### EXERCISE TASK A:
Convert the records into a JSON list of strings, one string per line and no blank lines. Start at the line containing "of the background" and stop at the last line of the records.

Not only did Christ inherit and define his kingdom as distinct from earthly kingdoms, he sought to govern in a way that is dramatically different than the standard governmental approach. Normal governments must ultimately rely on some type of threat of harm to deter it’s citizens from ignoring laws in order to protect each other. Governments act in power-over role to provide its services of protecting it’s citizens. Jesus on the other hand demonstrated a rule characterized by submissive servanthood. He taught and demonstrated service to those that were following him and acted in humility, ultimately allowing himself to be crucified. This is a kingdom intentionally built on principles of leadership dramatically different than the world’s. Engaging this in public policy is naturally tricky without falling into the politics and practices of coercion.

These principles provide some constraints of both the extent to which we influence government and the role of government itself. However, the Bible doesn’t condemn government.

Role of Government

The Bible says very little about explicitly what governments should do. To be certain, governments are not an end themselves, in the Bible. They are simply a tool, and their purpose is defined by our greater vision that God has given us. However, Romans 13 does provide some small insights into the role God has ordained appropriate for governments, as it is the most direct teaching in the new testament on the role of the government. This passage doesn’t say a lot about the exactly what the government is supposed to do, but it does indicate that we are to submit to governments as legitimate, ruling authorities. As a legitimate authority, there are two activities ordained: punishing crime, and gathering taxes (and thus implicitly distributing them appropriately).

What Romans 13 doesn’t say about the government is also important. It doesn’t indicate that it must enforce every moral standard of the Bible, it doesn’t suggest building large militaries, and it doesn’t even suggest protecting religious freedom. That doesn’t mean the government can’t or shouldn’t pursue these things, but the ordained activities should certainly advise what we hope to accomplish and focus on through the government.

### INPUT DATA:

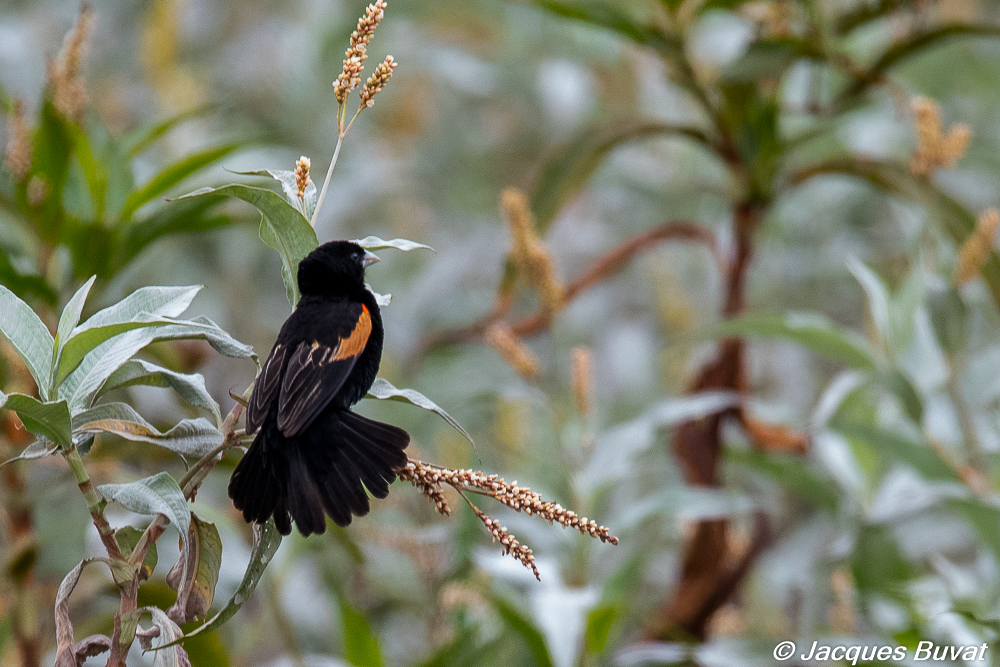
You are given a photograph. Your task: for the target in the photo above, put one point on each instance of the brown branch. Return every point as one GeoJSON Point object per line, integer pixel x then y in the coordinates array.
{"type": "Point", "coordinates": [604, 267]}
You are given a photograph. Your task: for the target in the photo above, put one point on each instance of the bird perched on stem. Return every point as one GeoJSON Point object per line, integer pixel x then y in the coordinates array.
{"type": "Point", "coordinates": [312, 455]}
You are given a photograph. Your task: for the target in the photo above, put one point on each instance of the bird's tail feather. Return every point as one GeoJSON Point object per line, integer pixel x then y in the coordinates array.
{"type": "Point", "coordinates": [324, 471]}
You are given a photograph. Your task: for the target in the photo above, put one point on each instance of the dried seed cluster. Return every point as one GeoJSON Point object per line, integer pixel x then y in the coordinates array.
{"type": "Point", "coordinates": [511, 545]}
{"type": "Point", "coordinates": [18, 155]}
{"type": "Point", "coordinates": [976, 248]}
{"type": "Point", "coordinates": [64, 73]}
{"type": "Point", "coordinates": [532, 259]}
{"type": "Point", "coordinates": [429, 479]}
{"type": "Point", "coordinates": [377, 81]}
{"type": "Point", "coordinates": [302, 166]}
{"type": "Point", "coordinates": [512, 349]}
{"type": "Point", "coordinates": [356, 53]}
{"type": "Point", "coordinates": [936, 149]}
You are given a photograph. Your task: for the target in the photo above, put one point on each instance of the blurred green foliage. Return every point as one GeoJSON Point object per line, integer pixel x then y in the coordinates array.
{"type": "Point", "coordinates": [783, 126]}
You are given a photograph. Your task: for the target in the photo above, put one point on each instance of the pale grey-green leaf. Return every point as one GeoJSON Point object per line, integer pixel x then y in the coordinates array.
{"type": "Point", "coordinates": [383, 390]}
{"type": "Point", "coordinates": [190, 387]}
{"type": "Point", "coordinates": [38, 449]}
{"type": "Point", "coordinates": [375, 243]}
{"type": "Point", "coordinates": [282, 227]}
{"type": "Point", "coordinates": [168, 652]}
{"type": "Point", "coordinates": [189, 437]}
{"type": "Point", "coordinates": [158, 494]}
{"type": "Point", "coordinates": [266, 540]}
{"type": "Point", "coordinates": [31, 339]}
{"type": "Point", "coordinates": [68, 320]}
{"type": "Point", "coordinates": [45, 420]}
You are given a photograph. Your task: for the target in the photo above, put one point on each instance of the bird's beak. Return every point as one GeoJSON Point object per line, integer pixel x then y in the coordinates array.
{"type": "Point", "coordinates": [369, 258]}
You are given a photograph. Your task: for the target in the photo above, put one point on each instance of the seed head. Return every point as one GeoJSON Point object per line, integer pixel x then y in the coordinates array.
{"type": "Point", "coordinates": [356, 53]}
{"type": "Point", "coordinates": [529, 254]}
{"type": "Point", "coordinates": [302, 175]}
{"type": "Point", "coordinates": [512, 349]}
{"type": "Point", "coordinates": [580, 378]}
{"type": "Point", "coordinates": [377, 81]}
{"type": "Point", "coordinates": [936, 149]}
{"type": "Point", "coordinates": [18, 156]}
{"type": "Point", "coordinates": [64, 73]}
{"type": "Point", "coordinates": [976, 249]}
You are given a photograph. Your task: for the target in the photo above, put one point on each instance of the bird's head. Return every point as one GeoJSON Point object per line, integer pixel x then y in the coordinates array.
{"type": "Point", "coordinates": [334, 268]}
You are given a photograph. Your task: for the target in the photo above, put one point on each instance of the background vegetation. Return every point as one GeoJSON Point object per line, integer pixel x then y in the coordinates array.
{"type": "Point", "coordinates": [750, 237]}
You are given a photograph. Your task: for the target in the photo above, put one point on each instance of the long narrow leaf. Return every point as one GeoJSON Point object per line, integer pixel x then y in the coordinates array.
{"type": "Point", "coordinates": [25, 331]}
{"type": "Point", "coordinates": [173, 175]}
{"type": "Point", "coordinates": [282, 227]}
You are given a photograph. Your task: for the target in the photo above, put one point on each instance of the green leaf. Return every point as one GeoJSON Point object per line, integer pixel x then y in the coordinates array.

### EXERCISE TASK B:
Answer these questions about the essay on Christ's kingdom and government:
(i) According to the essay, what two activities does Romans 13 ordain for a legitimate authority?
(ii) How does the essay describe the rule Jesus demonstrated?
(iii) What does the essay say normal governments must ultimately rely on?

### FINAL RESULT A:
[
  "You are given a photograph. Your task: for the target in the photo above, put one point on each instance of the background vegetation. Return every point as one GeoJSON Point object per line, integer pixel x then y in the coordinates array.",
  "{\"type\": \"Point\", \"coordinates\": [750, 237]}",
  "You are given a photograph. Your task: for the target in the photo above, put one point on each instance of the long narrow leaf. Return every point as one GeoJSON Point object per line, integer pixel x then y in the coordinates array.",
  "{\"type\": \"Point\", \"coordinates\": [25, 331]}",
  "{\"type\": \"Point\", \"coordinates\": [173, 175]}",
  "{\"type\": \"Point\", \"coordinates\": [282, 227]}",
  "You are given a photograph. Your task: for the target in the photo above, put one point on each instance of the green leaf. Return every point as one GeoJSON Point object per line, integer pixel x then y in the coordinates array."
]

### FINAL RESULT B:
(i) Punishing crime and gathering taxes, which implicitly includes distributing them appropriately.
(ii) As a rule characterized by submissive servanthood.
(iii) Some type of threat of harm to deter citizens from ignoring laws.